## EXERCISE TASK
Transcribe word for word the stretch from "Stardate 20020106.0507" through "UK more-or-less agrees." in the blog post on foreign advice to America.

## SELECTED EXCERPT
>>

USS Clueless - Advice from around the world
     
     
 

Stardate 20020106.0507

(On Screen): The Washington Post has solicited opinions from journalists in nine nations, so that they can tell us what we should do. The response is, shall we say, predictable.

From Germany, Josef Joffe tells us that we really should reconsider unilateralism; wouldn't it be ever so much nicer to ask permission from the world before choosing where next to take this war? Hugo Young in the UK more-or-less agrees.

From Canada, Michele Landsberg says that America should use its new-found might to advance the cause of women around the world; indeed, that this should become the centerpiece of American foreign policy.

Zubeida Mustafa, of Pakistan, wants us to settle the crisis in Kashmir (presumably in favor of Pakistan). Daoud Kuttab, a Palestinian, wants us to use military might against Israel. Mahmood Mamdani, of Uganda, would like us to solve the problems of Africa.

<<

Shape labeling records
>>

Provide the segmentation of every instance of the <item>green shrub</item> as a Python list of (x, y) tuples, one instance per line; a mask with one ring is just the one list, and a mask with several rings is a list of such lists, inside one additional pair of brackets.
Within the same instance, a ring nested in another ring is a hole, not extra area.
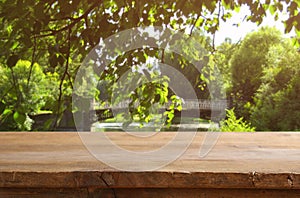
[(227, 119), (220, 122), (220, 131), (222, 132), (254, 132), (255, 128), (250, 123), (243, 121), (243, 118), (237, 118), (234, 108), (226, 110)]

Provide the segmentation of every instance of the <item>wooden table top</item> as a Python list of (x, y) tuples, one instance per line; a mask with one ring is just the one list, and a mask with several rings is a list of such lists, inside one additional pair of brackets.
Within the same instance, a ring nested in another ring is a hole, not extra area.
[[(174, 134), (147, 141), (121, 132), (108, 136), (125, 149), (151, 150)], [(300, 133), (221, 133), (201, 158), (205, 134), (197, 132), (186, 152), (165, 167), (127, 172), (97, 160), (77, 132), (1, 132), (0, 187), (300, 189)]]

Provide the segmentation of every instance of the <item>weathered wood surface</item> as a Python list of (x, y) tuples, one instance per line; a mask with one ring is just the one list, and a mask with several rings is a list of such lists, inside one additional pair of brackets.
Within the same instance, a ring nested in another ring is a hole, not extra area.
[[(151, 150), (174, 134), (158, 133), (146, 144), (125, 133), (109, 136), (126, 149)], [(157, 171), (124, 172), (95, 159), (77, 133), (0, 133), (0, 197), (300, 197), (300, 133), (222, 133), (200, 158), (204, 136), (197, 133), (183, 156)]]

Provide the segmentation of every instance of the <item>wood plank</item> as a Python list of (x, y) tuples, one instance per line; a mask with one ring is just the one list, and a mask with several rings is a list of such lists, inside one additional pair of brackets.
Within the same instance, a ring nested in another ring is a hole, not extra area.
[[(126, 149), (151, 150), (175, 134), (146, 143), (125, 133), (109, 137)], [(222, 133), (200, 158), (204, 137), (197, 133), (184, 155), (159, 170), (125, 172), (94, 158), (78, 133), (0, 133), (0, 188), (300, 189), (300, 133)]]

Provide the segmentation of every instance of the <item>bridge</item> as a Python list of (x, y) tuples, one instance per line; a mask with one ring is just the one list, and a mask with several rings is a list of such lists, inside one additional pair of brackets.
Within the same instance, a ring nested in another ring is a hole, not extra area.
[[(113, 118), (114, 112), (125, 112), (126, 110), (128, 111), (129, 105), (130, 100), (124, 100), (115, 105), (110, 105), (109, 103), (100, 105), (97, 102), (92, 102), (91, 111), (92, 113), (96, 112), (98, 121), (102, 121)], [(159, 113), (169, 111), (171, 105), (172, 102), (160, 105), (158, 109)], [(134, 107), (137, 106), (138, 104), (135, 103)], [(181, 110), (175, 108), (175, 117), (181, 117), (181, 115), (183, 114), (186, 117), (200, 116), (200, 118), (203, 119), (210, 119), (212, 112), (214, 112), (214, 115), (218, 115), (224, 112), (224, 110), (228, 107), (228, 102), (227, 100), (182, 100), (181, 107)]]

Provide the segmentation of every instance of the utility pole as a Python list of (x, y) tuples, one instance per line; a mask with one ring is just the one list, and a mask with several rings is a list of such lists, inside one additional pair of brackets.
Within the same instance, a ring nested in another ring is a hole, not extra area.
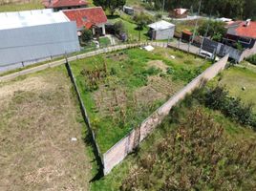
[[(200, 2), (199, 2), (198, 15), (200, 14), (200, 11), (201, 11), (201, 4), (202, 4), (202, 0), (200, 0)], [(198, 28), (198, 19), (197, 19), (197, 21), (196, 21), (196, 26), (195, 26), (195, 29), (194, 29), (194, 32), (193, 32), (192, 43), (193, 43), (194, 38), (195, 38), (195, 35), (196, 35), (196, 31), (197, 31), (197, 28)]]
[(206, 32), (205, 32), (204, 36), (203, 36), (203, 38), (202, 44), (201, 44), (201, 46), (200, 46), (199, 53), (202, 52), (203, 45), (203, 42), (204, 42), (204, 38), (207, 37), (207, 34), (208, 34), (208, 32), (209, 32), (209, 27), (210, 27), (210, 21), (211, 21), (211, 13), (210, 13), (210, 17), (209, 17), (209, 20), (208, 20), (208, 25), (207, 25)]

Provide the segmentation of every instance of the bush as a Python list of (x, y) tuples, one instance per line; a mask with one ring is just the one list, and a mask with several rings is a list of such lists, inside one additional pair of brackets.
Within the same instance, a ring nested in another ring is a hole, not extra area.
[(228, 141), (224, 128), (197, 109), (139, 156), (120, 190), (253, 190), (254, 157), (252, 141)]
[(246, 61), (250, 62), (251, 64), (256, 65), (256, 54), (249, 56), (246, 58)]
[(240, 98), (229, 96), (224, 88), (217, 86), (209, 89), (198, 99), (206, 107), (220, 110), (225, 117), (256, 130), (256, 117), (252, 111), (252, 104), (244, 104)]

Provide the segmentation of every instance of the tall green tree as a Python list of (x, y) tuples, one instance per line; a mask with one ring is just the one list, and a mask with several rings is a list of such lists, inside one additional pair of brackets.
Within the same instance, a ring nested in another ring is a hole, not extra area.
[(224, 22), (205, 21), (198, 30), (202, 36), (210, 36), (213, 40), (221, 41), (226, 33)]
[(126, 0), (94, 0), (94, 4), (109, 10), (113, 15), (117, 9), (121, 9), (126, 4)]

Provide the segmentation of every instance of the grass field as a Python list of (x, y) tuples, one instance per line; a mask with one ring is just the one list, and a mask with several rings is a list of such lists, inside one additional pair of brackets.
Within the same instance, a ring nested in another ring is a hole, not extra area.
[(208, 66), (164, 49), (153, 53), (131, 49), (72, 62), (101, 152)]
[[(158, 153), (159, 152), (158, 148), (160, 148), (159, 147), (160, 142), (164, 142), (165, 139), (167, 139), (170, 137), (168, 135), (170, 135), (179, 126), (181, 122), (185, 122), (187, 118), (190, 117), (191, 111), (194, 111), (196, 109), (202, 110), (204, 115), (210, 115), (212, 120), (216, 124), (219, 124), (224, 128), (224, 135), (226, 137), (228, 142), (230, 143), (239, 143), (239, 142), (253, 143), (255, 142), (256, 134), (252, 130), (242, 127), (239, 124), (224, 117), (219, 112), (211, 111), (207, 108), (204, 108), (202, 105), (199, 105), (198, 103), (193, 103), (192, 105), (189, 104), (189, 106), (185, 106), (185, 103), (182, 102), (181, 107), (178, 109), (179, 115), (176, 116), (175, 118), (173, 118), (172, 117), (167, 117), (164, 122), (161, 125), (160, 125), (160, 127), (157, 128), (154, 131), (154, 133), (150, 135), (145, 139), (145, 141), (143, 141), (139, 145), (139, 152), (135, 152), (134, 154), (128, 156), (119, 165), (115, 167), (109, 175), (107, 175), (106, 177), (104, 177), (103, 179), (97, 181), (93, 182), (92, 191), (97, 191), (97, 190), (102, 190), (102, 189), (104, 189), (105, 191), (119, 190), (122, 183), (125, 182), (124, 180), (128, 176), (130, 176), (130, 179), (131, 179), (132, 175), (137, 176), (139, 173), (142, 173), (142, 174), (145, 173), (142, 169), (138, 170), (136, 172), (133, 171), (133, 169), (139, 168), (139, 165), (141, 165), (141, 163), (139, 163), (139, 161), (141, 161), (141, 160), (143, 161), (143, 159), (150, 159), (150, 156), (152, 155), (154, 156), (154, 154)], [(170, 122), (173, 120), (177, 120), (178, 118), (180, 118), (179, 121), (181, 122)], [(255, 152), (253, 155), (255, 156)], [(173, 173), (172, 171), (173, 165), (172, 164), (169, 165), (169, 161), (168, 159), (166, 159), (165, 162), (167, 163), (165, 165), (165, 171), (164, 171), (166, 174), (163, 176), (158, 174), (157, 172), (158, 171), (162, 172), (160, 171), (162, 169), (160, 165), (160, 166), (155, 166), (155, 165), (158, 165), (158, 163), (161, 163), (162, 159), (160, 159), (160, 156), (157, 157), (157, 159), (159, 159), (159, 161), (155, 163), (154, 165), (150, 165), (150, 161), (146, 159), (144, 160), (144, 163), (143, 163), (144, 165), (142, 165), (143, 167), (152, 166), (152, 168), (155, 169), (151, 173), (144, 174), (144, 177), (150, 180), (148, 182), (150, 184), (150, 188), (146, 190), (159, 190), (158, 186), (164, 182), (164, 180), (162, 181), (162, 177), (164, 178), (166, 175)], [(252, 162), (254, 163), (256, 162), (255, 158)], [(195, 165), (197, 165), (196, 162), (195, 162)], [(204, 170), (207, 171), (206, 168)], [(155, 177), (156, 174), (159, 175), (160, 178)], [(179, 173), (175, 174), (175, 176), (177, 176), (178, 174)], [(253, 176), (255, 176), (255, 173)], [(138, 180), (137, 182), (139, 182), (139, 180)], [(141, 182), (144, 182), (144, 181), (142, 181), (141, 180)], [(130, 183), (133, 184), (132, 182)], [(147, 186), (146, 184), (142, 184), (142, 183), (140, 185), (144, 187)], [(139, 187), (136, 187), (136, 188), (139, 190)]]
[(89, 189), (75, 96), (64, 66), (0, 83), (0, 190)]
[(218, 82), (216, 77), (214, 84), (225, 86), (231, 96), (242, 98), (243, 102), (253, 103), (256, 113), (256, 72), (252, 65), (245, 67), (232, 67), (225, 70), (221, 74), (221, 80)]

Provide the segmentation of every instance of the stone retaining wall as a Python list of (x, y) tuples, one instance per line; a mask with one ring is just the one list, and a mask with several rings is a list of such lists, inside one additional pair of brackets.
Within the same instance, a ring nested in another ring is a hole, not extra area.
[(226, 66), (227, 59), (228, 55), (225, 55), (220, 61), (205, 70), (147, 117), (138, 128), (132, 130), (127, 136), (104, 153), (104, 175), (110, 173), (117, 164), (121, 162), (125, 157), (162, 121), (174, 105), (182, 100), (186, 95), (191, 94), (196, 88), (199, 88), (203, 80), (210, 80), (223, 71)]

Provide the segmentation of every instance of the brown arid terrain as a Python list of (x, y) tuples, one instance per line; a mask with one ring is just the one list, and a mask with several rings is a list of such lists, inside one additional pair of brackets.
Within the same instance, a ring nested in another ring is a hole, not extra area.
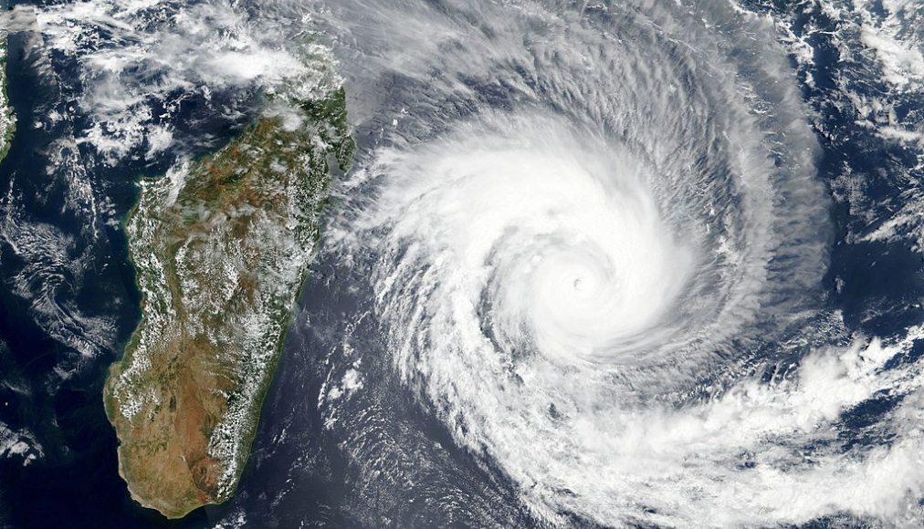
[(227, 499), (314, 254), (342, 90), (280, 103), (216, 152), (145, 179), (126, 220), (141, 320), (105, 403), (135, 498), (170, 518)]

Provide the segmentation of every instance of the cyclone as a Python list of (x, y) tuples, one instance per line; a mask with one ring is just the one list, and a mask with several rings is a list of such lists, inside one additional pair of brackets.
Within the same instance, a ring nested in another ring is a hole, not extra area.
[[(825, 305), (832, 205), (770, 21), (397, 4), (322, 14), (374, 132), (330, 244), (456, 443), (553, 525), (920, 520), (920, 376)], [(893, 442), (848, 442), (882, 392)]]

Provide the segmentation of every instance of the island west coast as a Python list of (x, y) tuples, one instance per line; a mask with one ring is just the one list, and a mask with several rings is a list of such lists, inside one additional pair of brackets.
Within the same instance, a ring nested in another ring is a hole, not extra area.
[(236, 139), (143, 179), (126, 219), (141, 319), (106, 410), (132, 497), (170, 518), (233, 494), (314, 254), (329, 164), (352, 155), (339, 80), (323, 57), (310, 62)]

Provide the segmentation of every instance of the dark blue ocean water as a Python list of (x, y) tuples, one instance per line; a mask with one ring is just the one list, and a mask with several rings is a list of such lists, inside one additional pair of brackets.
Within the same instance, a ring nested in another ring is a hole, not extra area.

<<

## RESULT
Stardate 20020106.0507

(On Screen): The Washington Post has solicited opinions from journalists in nine nations, so that they can tell us what we should do. The response is, shall we say, predictable.

From Germany, Josef Joffe tells us that we really should reconsider unilateralism; wouldn't it be ever so much nicer to ask permission from the world before choosing where next to take this war? Hugo Young in the UK more-or-less agrees.